Quando ho cominciato a scrivere della banda Bonnot, e quindi
dell'altra faccia della Belle époque, non ero spinto
soltanto dal desiderio di riesumare fatti e persone che avevano
una loro dignità, c'era anche un'altra forza che mi spingeva,
anche se non dichiarata: raccontare quella storia era un po'
come raccontare tante altre storie simili degli anni '70, che
io ho vissuto. Volevo dire: “Attenzione, quelli che impugnano
le armi non sono tutti fanatici, ci sono i fanatici, ma anche
quelli che, in diverse maniere, sono stati sbattuti dalla vita
con le spalle al muro”.
Raccontando la storia di Bonnot ho voluto dire che tu puoi anche
essere una persona sensibile, animata da buoni propositi, ma
se ti va tutto storto, ti perseguitano fin da piccolo, cresci
in una fonderia, tuo padre è un povero disgraziato...
provi a riscattarti e tutte le volte ti risbattono nel buco,
alla fine ti incazzi e dici basta, meglio una fine spaventosa
di questo spavento senza fine.
E allora perché devo condannare Bonnot in nome di un
principio – anche di un certo anarchismo – non violento,
pacifista? Il mondo nasce e vive nella violenza, puoi solo limitarla.
L'ideale non violento è bellissimo, ma non applicabile
in assoluto: ci sono fasi della storia in cui la gente si ribella
e fa un atto di violenza. E quando non trovi una rivoluzione
a disposizione fai come Bonnot, che si fa ammazzare, ma perché
animato da un eccesso di sensibilità, non di crudeltà.
A me interessava provare a raccontare questo punto di vista,
quello di chi non solo è rimasto nella storia come un
criminale, ma che mentre faceva quelle cose aveva contro quasi
tutto il movimento anarchico che lo considerava un provocatore
o uno che – magari in buona fede – faceva dei danni
politici enormi.
E anche in questo caso, come scrittore, mi sono messo su una
china pericolosa, perché la critica può essere:
della figura di Bonnot parli, cerchi di riscattarla, ma appartiene
a inizio '900, uno che fa queste cose adesso cosa fai, non lo
condanni? Io no, non lo condanno, ma neanche lo esalto. Non
si tratta di proporre dei modelli, ma di raccontare cose che
succedono e sono successe. Il confine è labile: non sto
dicendo: “Prendete una pistola e fate come Bonnot”,
anzi, raccontandovi com'è finita cerco semmai di dissuadere.
Però vi dico anche che non era una carogna.»

- _CONSEGNA_:
Prosegua il brano sulla banda Bonnot riprendendo subito dopo la sua ultima frase.

- _DATI FORNITI_:
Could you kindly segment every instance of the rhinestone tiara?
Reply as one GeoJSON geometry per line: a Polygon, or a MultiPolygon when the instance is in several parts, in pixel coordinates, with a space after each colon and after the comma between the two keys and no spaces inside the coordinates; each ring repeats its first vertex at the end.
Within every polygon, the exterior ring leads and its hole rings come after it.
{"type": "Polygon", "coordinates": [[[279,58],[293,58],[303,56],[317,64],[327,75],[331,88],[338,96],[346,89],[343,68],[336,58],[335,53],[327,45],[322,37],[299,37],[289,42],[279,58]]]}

- _RISPOSTA_:
Quindi ben venga anche un po' di romanticismo...
«Io rivendico il romanticismo e l'epica. E sono in buona
compagnia. Altri miei amici scrittori, come Paco Taibo, come
Sepúlveda dicono spesso: “Romantici? Sì,
cosa c'è di male? Siamo romantici perché abbiamo
bisogno di sentimenti”. E io stesso non considero l'aggettivo
“romantico” in maniera negativa.
Allo stesso modo rivendico l'epica: da lettore mi piace sentire
il coinvolgimento di una narrazione epica degli eventi, quindi
cerco di perseguirla. È logico che scegliendo questa
modalità narrativa, il lettore, se coinvolto, sta dalla
parte per cui parteggio anch'io. Comunque dubito fortemente
di essere un cattivo maestro.»
I più criticati saranno i ritratti di personaggi
non animati da ideali politici, che pure tu inserisci nelle
tue rassegne di ribelli.
«Chiaro, Casaroli ad esempio, di cui ho parlato in Camminando,
non era animato da ideali, era un “ribelle senza causa”,
e c'è chi critica il fatto che io l'abbia inserito insieme
a ritratti di partigiani, di persone fortemente connotate a
livello etico e politico. A me però interessava il lato
umano di un giovane che, nel dopoguerra, si ritrova come tanti
altri a essere uno sbandato, senza più nulla in cui credere
e la sua reazione è: “Be', non cambia niente, io
non credo più in niente: mi metto a rapinare le banche”.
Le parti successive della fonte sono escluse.